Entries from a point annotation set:
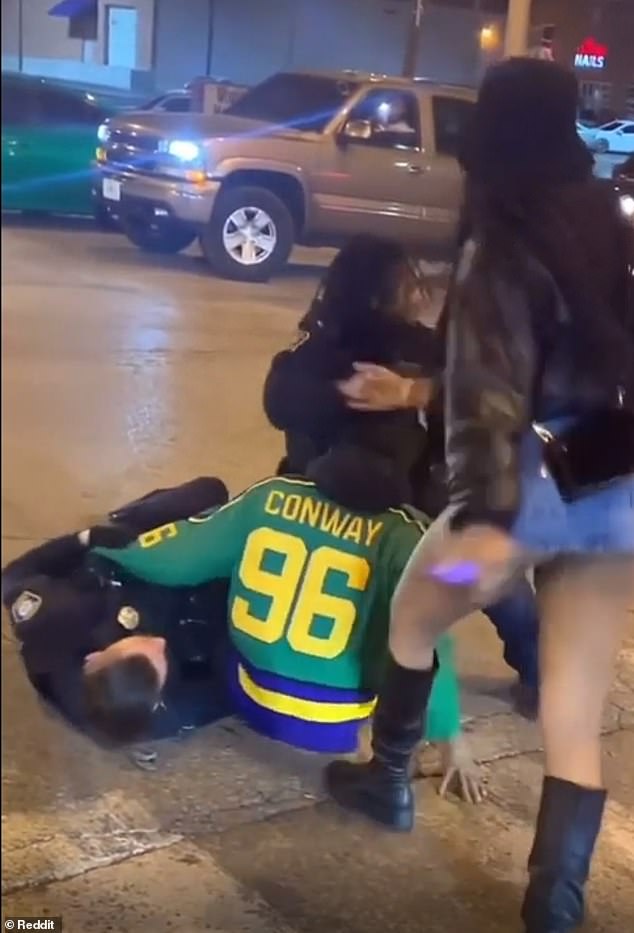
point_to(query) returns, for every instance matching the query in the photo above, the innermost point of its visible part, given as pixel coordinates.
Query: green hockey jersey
(310, 593)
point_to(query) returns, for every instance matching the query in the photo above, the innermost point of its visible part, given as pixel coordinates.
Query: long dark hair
(358, 290)
(577, 232)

→ **Exercise prompt**
Please output the text of every item above word for word, leaving out the pictures.

→ **Problem solution**
point_to(query) returns, for every instance matching the query in the photo above, the innermost point of its visible part, given as pixel coordinates.
Query: green hockey jersey
(310, 593)
point_to(query) returns, for every instance matching the query in the photo above, the innermost point of its visible part, given as pixel coordinates.
Query: long dark hair
(358, 290)
(577, 232)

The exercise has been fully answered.